Assigned task A.
Rewrite the Gloria Grahame text from "According to Bening, the" up to and including "big movie star.", replacing "big family" with "large family".
Assigned task B.
In the Gloria Grahame text, which two causes does Broccoli say Gloria was very much in favor of?

Source text.
According to Bening, the love they shared was unique. “He was this young guy who grew up in a big family in Liverpool and she grew up in Hollywood,” she says. She is much older; she had been a big movie star.
“She is not Marilyn Monroe but there is something very unique about her and, God knows, about her personal life. Then looking at this connection she had with Peter, I have ended up thinking that he must have been the gentlest, most loving, accepting person that she probably had ever been with. We need to show that.”
Above all, says Broccoli, they wanted to respect Grahame’s memory. “And this film celebrates the amazing career that she had and the fact that she was so much her own person.”
Vaines agrees. “Gloria is such a very interesting character,” he says. “She was a real maverick and she never played the game in the Hollywood system. But she was very sexy and very beautiful and had this great sort of ironic sense of herself and of the characters that she played.”
It was this side to her that Broccoli really admired. “Gloria didn’t give into the Hollywood system,” she says. “She always maintained her own sense of self and she was way ahead of her time. She was very pro the woman’s movement and gay rights. She really fought for all those things. She was a remarkable woman and this is a special story.”

Collected data.
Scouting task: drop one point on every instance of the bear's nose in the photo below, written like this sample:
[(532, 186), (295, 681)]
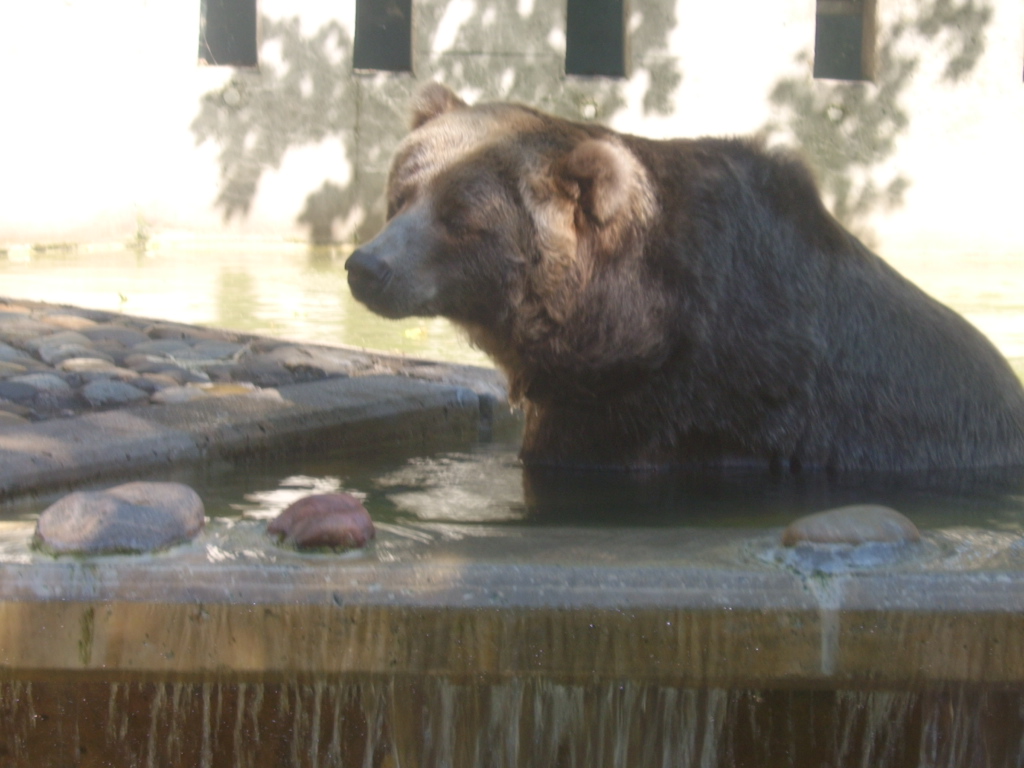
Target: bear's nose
[(367, 270)]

Result A.
According to Bening, the love they shared was unique. “He was this young guy who grew up in a large family in Liverpool and she grew up in Hollywood,” she says. She is much older; she had been a big movie star.

Result B.
The woman's movement and gay rights.